++++ GIVEN RECORDS ++++

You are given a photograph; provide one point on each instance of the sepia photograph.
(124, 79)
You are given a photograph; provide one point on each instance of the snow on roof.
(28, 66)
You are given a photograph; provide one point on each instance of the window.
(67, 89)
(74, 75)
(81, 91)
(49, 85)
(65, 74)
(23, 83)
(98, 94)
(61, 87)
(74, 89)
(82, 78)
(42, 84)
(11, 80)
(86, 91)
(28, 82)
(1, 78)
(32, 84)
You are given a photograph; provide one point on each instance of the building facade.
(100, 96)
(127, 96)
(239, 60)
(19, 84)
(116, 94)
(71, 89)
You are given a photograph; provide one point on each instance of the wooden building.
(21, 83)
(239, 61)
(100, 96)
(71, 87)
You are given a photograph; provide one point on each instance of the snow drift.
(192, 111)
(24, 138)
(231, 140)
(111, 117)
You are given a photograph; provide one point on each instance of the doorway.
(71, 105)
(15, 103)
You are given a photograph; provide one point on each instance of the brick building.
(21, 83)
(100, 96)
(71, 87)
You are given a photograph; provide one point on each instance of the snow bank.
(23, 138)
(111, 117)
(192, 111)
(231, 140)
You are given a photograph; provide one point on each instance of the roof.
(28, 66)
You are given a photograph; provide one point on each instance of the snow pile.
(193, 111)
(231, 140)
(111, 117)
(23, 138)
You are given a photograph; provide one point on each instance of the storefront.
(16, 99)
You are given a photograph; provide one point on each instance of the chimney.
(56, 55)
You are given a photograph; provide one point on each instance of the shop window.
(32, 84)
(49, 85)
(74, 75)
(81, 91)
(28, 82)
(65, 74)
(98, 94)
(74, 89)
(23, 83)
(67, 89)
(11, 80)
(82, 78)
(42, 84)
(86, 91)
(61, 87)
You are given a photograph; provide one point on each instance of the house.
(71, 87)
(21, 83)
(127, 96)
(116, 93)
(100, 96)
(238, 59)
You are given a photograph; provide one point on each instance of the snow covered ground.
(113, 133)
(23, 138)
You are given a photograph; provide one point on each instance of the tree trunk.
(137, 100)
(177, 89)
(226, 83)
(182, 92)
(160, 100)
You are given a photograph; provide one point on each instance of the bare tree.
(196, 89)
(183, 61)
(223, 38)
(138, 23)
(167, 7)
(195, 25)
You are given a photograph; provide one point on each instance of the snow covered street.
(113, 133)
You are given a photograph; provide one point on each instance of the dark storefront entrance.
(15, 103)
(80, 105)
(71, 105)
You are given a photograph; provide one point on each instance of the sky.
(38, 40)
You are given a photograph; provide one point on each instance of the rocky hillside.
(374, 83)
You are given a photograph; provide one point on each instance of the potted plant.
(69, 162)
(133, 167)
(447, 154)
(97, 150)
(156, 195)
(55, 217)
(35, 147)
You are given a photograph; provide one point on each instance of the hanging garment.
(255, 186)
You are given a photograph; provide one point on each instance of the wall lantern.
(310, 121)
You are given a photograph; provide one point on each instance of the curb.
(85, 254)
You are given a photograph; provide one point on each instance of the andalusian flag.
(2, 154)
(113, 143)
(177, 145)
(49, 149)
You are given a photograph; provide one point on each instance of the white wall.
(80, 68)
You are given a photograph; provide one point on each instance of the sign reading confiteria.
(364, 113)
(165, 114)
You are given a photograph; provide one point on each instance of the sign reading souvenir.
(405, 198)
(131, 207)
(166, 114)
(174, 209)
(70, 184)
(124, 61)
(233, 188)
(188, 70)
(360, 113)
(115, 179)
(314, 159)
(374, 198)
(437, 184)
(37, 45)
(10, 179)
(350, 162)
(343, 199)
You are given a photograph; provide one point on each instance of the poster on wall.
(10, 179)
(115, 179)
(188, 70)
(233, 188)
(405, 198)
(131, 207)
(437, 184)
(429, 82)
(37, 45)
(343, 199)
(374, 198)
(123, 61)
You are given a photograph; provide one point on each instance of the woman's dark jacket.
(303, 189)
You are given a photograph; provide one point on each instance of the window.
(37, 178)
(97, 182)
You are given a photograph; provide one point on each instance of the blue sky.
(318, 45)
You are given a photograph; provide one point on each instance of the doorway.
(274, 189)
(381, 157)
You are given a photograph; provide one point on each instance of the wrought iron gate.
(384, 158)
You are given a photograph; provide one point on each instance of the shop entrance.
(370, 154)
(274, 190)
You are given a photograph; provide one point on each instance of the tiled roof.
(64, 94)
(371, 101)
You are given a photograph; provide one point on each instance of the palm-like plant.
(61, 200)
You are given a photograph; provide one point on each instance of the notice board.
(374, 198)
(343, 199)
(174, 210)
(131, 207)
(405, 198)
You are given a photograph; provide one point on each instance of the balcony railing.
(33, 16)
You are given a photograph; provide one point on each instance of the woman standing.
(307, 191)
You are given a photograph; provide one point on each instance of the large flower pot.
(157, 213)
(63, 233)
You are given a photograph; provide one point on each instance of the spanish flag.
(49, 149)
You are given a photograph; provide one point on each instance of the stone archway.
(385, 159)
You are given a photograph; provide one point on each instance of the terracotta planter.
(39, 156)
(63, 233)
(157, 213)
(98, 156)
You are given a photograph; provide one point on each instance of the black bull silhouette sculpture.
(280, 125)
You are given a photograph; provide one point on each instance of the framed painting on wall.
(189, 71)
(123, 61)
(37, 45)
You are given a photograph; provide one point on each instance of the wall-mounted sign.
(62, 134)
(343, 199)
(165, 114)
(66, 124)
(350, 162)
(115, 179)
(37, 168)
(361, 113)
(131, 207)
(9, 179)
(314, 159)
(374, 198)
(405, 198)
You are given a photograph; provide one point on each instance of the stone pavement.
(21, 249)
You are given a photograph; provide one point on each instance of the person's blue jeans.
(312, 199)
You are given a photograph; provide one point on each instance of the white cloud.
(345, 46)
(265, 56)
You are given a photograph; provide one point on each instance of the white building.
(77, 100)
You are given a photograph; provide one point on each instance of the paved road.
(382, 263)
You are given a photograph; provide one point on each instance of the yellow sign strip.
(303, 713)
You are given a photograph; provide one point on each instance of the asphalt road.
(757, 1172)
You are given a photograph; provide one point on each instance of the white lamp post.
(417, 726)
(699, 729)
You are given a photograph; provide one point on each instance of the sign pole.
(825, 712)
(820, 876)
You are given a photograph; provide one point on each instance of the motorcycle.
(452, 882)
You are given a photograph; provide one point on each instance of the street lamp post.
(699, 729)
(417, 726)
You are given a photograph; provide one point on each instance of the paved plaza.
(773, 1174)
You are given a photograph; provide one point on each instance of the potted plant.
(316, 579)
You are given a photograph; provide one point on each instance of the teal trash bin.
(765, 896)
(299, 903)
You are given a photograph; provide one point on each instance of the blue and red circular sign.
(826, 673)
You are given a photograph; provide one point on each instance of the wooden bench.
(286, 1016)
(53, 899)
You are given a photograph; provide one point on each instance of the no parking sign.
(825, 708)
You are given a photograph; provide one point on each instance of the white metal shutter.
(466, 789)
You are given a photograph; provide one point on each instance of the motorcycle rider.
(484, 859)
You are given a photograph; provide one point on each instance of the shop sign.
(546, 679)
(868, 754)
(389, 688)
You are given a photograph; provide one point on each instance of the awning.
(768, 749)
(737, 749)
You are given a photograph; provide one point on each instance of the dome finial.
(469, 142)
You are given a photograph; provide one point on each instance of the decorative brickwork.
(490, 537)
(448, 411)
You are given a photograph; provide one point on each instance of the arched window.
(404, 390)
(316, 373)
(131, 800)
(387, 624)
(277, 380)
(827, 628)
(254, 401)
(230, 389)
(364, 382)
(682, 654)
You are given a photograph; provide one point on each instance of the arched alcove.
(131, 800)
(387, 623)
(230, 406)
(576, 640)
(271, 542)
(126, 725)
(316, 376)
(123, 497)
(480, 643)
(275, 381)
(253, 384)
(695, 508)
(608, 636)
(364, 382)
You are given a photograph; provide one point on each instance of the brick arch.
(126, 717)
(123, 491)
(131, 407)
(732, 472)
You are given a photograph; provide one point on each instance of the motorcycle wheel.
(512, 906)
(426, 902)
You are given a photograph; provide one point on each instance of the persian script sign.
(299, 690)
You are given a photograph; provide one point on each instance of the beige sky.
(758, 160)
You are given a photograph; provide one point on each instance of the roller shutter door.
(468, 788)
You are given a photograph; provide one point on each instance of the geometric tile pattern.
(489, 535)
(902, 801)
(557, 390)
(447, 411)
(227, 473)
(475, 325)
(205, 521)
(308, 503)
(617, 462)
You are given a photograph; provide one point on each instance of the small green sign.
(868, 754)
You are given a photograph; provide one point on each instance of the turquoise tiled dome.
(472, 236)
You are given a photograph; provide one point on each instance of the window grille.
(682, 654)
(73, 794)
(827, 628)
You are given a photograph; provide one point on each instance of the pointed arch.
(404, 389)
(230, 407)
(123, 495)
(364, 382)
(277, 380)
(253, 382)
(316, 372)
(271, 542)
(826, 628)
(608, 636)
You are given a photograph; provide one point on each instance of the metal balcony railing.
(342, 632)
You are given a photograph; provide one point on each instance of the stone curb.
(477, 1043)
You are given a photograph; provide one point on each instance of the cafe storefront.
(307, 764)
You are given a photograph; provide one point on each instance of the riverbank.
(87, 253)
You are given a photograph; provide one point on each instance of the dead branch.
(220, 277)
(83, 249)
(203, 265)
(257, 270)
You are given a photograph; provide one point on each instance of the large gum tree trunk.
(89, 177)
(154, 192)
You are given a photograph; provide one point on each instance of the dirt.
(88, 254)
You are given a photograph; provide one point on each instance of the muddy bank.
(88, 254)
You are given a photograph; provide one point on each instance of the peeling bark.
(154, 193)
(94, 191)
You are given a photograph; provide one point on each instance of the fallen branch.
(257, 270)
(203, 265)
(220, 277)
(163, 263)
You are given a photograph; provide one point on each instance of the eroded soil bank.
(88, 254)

++++

> YOUR TASK
Reproduce only the lines between the line containing "the dead branch." and the last line of the records, those two lines included, exactly.

> SOLVED EXERCISE
You are given a photograph; provide one point on each instance of the dead branch.
(220, 277)
(83, 249)
(203, 265)
(257, 270)
You are given a photograph; provide one point on each instance of the large gum tree trunk.
(89, 177)
(154, 192)
You are given a photograph; provide one point on each instance of the dirt.
(88, 254)
You are given a photograph; provide one point on each instance of the muddy bank.
(88, 254)
You are given a photograph; provide one point on each instance of the peeling bark.
(154, 193)
(94, 191)
You are given a photograph; provide one point on each instance of the fallen branch.
(257, 270)
(203, 265)
(220, 277)
(163, 263)
You are given a photograph; provide one point on each instance of the eroded soil bank.
(88, 254)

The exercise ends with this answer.